#### TEXT SEGMENT
⟨

On Tue, Aug 30, 2011 at 6:29 AM, Michael Powell
On Tue, Aug 30, 2011 at 2:04 AM, Thomas Taylor
wrote:
Could you please review the following patch for inclusion in boost::units?
*WHY*: Obviously this only defines a conversion for boost::units::one to a numerical 1. When trying to convert at runtime (aiming for a runtime/dynamic unit instead of the compiletime/static unit provided) I use the following function:
template
double unit_dispatch2t(U1 const& u1, U2 const& u2) { return bu::conversion_factor(u1,u2); } where U1 and U2 are boost::unit::unit derivatives.
Without a conversion operator the compiler chickens out by claiming to not be able to convert boost::units::one to (in my case) double. The added conversion operator allows successfull compilation, thus allowing actual runtime units (my application needs to handle calculations where some units are known at compiletime and some only at runtime (e.g. the user wants the calculation to be done in meters or millimeters)).
Oh, the runtime question. Here's how we've decided to approach this.
I'll just tell you, I find the compile-time safety attractive. For runtime, we've decided that calculations should be done in a base unit.

⟩

#### INFORMATION PROVIDED
⟨

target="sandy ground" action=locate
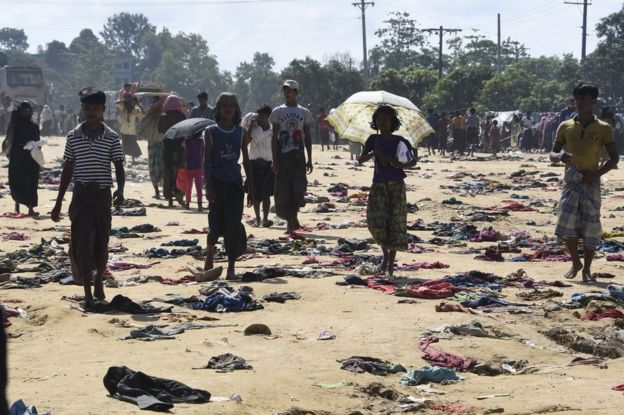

⟩

#### TASK LIST
1. Answer these questions from the boost::units email, one line each:
(a) What does the patch define a conversion for?
(b) Without a conversion operator, what does the compiler claim it cannot do?
(c) For runtime, in what kind of unit have they decided calculations should be done?
2. Using the boost::units email, state whether each statement agrees with it. Give yes or no and quote the deciding words.
(a) The function unit_dispatch2t returns a double.
(b) The reply calls compile-time safety unattractive.
(c) The example user wants the calculation done in kilometers or miles.
3. Write a continuation of the boost::units email, starting after its final sentence.

#### RESULTS FOR THE EXERCISE
1.
(a) It defines a conversion for boost::units::one to a numerical 1.
(b) It claims it cannot convert boost::units::one to double.
(c) Calculations should be done in a base unit.

2.
(a) Yes: "double unit_dispatch2t(U1 const& u1, U2 const& u2)"
(b) No: "I find the compile-time safety attractive."
(c) No: "the user wants the calculation to be done in meters or millimeters"

3.
For anything else, we *convert to* a view unit, for display or report or what not.
I should clarify too, in this type of use case, we still know what the compile-time units should necessarily be. The runtime I like to think of is the user selecting: system, and possibly also unit. Which is what your aiming for here? Use case: calculations on volume, pressure, etc, done in base SI units. View
may be in SI, US (English), or what have you.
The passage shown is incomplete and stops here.